* Begin RECORDS SHOWN *

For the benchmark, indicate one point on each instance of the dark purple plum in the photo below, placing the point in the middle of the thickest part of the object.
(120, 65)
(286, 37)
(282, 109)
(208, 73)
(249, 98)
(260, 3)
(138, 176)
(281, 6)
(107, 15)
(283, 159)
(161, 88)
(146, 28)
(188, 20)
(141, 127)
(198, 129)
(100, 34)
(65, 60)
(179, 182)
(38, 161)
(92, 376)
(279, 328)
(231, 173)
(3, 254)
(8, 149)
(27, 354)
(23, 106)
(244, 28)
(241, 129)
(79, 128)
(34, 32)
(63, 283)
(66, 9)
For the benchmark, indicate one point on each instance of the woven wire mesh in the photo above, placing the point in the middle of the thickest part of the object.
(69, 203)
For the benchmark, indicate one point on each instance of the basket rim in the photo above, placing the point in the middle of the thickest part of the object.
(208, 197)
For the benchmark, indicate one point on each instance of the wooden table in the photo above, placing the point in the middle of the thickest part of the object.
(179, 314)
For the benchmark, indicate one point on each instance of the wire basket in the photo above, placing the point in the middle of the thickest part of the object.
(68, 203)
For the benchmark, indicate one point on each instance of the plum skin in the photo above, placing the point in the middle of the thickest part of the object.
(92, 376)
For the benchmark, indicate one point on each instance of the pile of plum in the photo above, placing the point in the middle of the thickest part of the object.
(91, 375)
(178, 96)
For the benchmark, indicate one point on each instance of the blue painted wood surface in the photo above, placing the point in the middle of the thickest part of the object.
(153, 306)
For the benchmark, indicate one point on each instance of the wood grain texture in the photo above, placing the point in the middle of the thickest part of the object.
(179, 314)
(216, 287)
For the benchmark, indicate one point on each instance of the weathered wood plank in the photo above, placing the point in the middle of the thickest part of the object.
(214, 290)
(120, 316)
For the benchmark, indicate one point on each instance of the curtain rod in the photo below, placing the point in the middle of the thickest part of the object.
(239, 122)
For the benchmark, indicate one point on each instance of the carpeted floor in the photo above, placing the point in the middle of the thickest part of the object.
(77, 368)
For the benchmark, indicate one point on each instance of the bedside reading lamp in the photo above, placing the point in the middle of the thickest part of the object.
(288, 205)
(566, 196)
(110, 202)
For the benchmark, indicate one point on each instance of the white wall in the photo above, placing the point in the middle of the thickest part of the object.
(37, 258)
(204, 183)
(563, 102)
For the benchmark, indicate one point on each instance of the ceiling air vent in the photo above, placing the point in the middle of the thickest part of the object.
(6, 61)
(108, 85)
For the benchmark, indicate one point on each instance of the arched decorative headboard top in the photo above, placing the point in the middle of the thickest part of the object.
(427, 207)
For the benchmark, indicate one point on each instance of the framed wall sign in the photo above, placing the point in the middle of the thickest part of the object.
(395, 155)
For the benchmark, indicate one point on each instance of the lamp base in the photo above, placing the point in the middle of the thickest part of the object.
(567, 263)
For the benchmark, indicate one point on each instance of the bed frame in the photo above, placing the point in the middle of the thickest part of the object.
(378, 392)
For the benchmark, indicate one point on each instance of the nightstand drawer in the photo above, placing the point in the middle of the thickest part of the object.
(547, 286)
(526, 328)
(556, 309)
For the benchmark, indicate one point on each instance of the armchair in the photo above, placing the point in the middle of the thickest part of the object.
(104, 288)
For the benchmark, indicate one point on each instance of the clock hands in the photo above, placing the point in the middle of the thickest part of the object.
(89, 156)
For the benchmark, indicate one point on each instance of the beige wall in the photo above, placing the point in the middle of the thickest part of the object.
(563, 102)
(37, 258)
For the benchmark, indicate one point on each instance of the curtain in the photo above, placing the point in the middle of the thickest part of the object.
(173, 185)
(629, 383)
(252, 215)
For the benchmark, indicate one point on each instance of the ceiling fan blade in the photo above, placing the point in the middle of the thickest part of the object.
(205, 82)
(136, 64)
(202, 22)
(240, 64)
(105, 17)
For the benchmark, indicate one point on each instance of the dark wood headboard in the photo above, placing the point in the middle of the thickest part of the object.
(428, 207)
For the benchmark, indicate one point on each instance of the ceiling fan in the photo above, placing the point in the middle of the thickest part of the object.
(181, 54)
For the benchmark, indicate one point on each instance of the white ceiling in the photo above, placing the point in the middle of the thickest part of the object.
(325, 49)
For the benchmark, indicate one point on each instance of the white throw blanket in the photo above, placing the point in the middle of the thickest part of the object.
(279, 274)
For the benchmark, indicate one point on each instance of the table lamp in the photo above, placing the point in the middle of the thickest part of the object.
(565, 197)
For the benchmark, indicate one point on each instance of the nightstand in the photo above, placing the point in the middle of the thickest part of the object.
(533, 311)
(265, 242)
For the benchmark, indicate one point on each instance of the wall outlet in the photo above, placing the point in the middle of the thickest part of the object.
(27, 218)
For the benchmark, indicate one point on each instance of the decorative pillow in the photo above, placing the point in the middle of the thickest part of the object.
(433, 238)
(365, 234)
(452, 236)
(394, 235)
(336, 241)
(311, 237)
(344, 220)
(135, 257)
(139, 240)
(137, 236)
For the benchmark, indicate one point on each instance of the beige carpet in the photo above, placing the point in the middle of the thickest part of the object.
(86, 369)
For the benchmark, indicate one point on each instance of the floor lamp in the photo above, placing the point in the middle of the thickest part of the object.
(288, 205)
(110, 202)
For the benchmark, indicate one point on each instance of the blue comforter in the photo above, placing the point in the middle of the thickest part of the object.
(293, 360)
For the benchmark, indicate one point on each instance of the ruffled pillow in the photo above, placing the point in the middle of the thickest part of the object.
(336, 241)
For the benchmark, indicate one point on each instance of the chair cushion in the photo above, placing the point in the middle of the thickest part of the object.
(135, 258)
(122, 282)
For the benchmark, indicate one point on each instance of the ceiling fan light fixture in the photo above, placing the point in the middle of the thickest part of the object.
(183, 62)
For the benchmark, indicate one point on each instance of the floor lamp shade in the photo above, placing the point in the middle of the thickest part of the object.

* End RECORDS SHOWN *

TASK DETAILS ▸
The data above must be returned in full, exactly as written.

SOLVED EXERCISE ▸
For the benchmark, indicate one point on each instance of the dark purple plum in the photo below, placing the point in the middle of the thickest part of the object.
(120, 65)
(286, 37)
(282, 109)
(208, 73)
(249, 98)
(260, 3)
(138, 176)
(281, 6)
(107, 15)
(283, 159)
(161, 88)
(146, 28)
(188, 20)
(141, 127)
(198, 129)
(100, 34)
(65, 60)
(179, 182)
(38, 161)
(92, 376)
(279, 328)
(231, 173)
(3, 254)
(8, 149)
(27, 354)
(23, 106)
(244, 28)
(241, 129)
(79, 128)
(34, 32)
(63, 283)
(66, 9)
For the benchmark, indicate one point on each instance of the woven wire mesh in the photo above, placing the point in the middle of the thickest part of the object.
(69, 203)
For the benchmark, indicate one point on each instance of the basket rim in the photo above, placing the point in the middle of the thickest part of the object.
(208, 197)
For the benchmark, indicate one point on each instance of the wooden table in the photo above, placing the point in the middle of the thickest part of the object.
(179, 314)
For the benchmark, indicate one point on each instance of the wire basket in the photo above, placing the point in the middle of the thickest part of the object.
(68, 203)
For the benchmark, indicate one point on each instance of the plum skin in the photo above, placing the point in the middle of the thickest part of the object.
(92, 376)
For the benchmark, indicate one point on each instance of the pile of plum in the photo above, placing the point in the middle of the thickest part of the object.
(91, 375)
(178, 96)
For the benchmark, indicate one point on each instance of the blue painted wood surface in the photo above, placing the point in the middle of the thickest part of the object.
(153, 306)
For the benchmark, indicate one point on each instance of the wood grain texture in the photo above, placing the point in the middle of the thickest part of the object.
(179, 314)
(216, 287)
For the benchmark, indicate one point on each instance of the weathered wood plank in the photo above, placing the point in the middle of the thickest part of the object.
(214, 290)
(120, 316)
For the benchmark, indicate one point on each instance of the curtain rod in the photo below, placing the point in the middle of the thickest part of the object.
(239, 122)
For the benchmark, indicate one point on each instance of the carpeted floor in the photo above, placing the point in the middle of the thickest part of the object.
(77, 368)
For the benchmark, indicate one point on each instance of the bedside reading lamp in the photo above, placing the point in the middle of the thickest part of the object.
(288, 205)
(566, 196)
(110, 202)
For the benchmark, indicate one point on each instance of the white wall in the photo above, placing the point in the middle of the thickest part of the object.
(37, 258)
(204, 183)
(563, 102)
For the benchmark, indicate one point on each instance of the ceiling air vent in the photo above, placing the point in the middle of the thickest part of the object.
(6, 61)
(108, 85)
For the benchmark, indicate one point on each instance of the arched decorative headboard top in the photo above, placing the point in the middle of the thickest part of the object.
(427, 207)
For the benchmark, indicate one point on each instance of the framed wall sign in the photo above, placing the point in the middle of the thickest part of the object.
(395, 155)
For the benchmark, indicate one point on each instance of the lamp base in the photo above, placing the point in the middle of the thickest part of the object.
(567, 263)
For the benchmark, indicate one point on each instance of the bed frame in the photo above, placing the point in the middle of the thickest part of the object.
(378, 392)
For the benchmark, indicate one point on each instance of the nightstand drawer in the photo above, placing the point in the middle of the thickest part of the object.
(547, 286)
(526, 328)
(556, 309)
For the benchmark, indicate one point on each instance of the armchair in the photo above, placing the point in the middle of the thickest part of the object.
(104, 288)
For the benchmark, indicate one point on each instance of the clock hands in the photo above, placing the point in the middle of the thickest part of the object.
(89, 156)
For the benchmark, indicate one point on each instance of the beige wall in the photo above, placing the point in the middle of the thickest part of the object.
(563, 102)
(37, 258)
For the benchmark, indicate one point on each instance of the curtain in the photo above, placing the point in the middle of the thickest part of the object.
(173, 185)
(629, 383)
(252, 215)
For the benchmark, indicate one point on each instance of the ceiling fan blade in the photo above, placing the point in the middle of the thickest part of the object.
(205, 82)
(136, 64)
(202, 22)
(240, 64)
(105, 17)
For the benchmark, indicate one point on each instance of the dark wood headboard in the photo above, placing the point in the middle of the thickest part of the object.
(428, 207)
For the benchmark, indicate one point on each instance of the ceiling fan in the photo above, placing the point in the middle of the thickest part of the object.
(181, 54)
For the benchmark, indicate one point on each instance of the white ceiling in the photo above, placing the point in the middle of the thickest part of the object.
(325, 49)
For the benchmark, indicate one point on each instance of the white throw blanket in the photo above, placing the point in the middle of the thickest part of the object.
(279, 274)
For the benchmark, indicate one point on each instance of the table lamp in the photo above, placing the point in the middle of the thickest part of the object.
(565, 197)
For the benchmark, indicate one point on each instance of the nightstand in the photo above, placing the point in the middle of the thickest part of the object.
(533, 311)
(265, 242)
For the benchmark, indicate one point on each instance of the wall outlet in the photo above, placing the point in the middle of the thickest part of the object.
(27, 218)
For the benchmark, indicate one point on each instance of the decorative pillow in the photo above, placing the point in the middle of the thickest part of the object.
(433, 238)
(365, 234)
(452, 236)
(394, 235)
(336, 241)
(311, 237)
(344, 220)
(135, 257)
(139, 240)
(137, 236)
For the benchmark, indicate one point on each instance of the beige carpet in the photo above, placing the point in the middle of the thickest part of the object.
(86, 369)
For the benchmark, indicate one point on each instance of the floor lamp in the photo above, placing the point in the middle of the thickest part of the object.
(288, 205)
(110, 202)
For the benchmark, indicate one point on each instance of the blue comforter in the photo above, placing the point in the middle of the thickest part of the object.
(293, 360)
For the benchmark, indicate one point on each instance of the ruffled pillow in the photo above, placing the point in the middle of the thickest part of the object.
(336, 241)
For the benchmark, indicate one point on each instance of the chair cushion in the photo above, placing the point in the middle of the thickest part of the object.
(135, 258)
(122, 282)
For the benchmark, indicate one point on each instance of the ceiling fan light fixture in the photo above, placing the point in the middle of the thickest part of the object.
(183, 62)
For the benchmark, indicate one point on each instance of the floor lamp shade in the photo above, placing the point in the middle of the thickest part of the object.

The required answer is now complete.